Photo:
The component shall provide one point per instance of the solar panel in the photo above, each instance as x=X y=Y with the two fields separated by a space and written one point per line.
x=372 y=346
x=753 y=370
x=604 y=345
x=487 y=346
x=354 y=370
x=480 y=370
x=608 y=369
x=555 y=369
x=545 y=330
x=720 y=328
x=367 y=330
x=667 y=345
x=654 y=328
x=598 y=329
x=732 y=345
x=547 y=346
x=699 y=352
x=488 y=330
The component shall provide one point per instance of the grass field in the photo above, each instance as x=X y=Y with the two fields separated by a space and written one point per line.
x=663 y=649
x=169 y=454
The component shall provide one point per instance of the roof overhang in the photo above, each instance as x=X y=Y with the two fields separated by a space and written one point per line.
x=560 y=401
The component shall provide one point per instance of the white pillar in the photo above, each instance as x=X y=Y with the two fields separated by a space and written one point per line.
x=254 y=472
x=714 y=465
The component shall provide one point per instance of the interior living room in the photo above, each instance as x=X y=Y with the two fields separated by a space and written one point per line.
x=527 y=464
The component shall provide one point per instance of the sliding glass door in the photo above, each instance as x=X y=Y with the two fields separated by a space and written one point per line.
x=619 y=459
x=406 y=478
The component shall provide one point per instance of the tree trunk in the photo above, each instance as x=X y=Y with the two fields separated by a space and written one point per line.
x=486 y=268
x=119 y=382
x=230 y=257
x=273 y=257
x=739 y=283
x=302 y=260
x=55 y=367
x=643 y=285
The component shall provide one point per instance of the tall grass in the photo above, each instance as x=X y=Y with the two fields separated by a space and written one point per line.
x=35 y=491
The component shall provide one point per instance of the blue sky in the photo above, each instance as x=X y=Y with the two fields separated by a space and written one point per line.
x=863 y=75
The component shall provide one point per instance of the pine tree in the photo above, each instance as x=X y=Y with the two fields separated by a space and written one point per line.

- - - - - - -

EXERCISE
Copy out all of the material above, swapping "shall provide" for "must provide" every place it occurs and keeping everything else the same.

THE SOLUTION
Photo:
The component must provide one point per instance of the solar panel in the photo above, each instance as x=X y=Y with the two fields separated by a space and written one point per line.
x=372 y=346
x=753 y=370
x=604 y=345
x=487 y=346
x=354 y=370
x=480 y=370
x=608 y=369
x=555 y=369
x=545 y=330
x=720 y=328
x=367 y=330
x=667 y=345
x=654 y=328
x=598 y=329
x=732 y=345
x=547 y=346
x=699 y=352
x=488 y=330
The component must provide one point per instance of the grass field in the photo above, each instance as x=X y=Y with the two fields separated by a space and written one point per line.
x=663 y=649
x=169 y=454
The component must provide one point per instance of the roof overhang in the photo above, each instance as x=X y=Y with the two fields separated by a space and written one point per line.
x=560 y=401
The component must provide one point per instance of the white pillar in the photo above, each instance as x=X y=Y with the two fields separated by a space and written one point per line.
x=254 y=472
x=714 y=465
The component must provide one point per instance of the interior living room in the photo above, each instance as x=X y=Y with the two fields separated by a space and written one point per line.
x=527 y=464
The component must provide one point per instance of the sliding glass door in the photo above, each instance as x=X y=Y with the two fields separated by a space and written one point per line.
x=619 y=459
x=406 y=478
The component must provide one point per instance of the tree trunk in the photo above, each instance as x=X y=Y with the two fields separated by a space and written one point per line.
x=486 y=268
x=119 y=382
x=230 y=257
x=273 y=257
x=739 y=283
x=302 y=260
x=55 y=367
x=643 y=285
The component must provide one point per instance of the tall grass in the photo above, each instance as x=X y=Y with the two fields separated by a space and written one point per line.
x=35 y=491
The component must provide one point per instance of the blue sky in the photo above, each instance as x=X y=Y with the two fields separated by a space and written one point per line.
x=863 y=75
The component must provide one point per instance of the pine tree in the photo above, each instance as x=X y=Y with the two fields separated by a space and written one point per line.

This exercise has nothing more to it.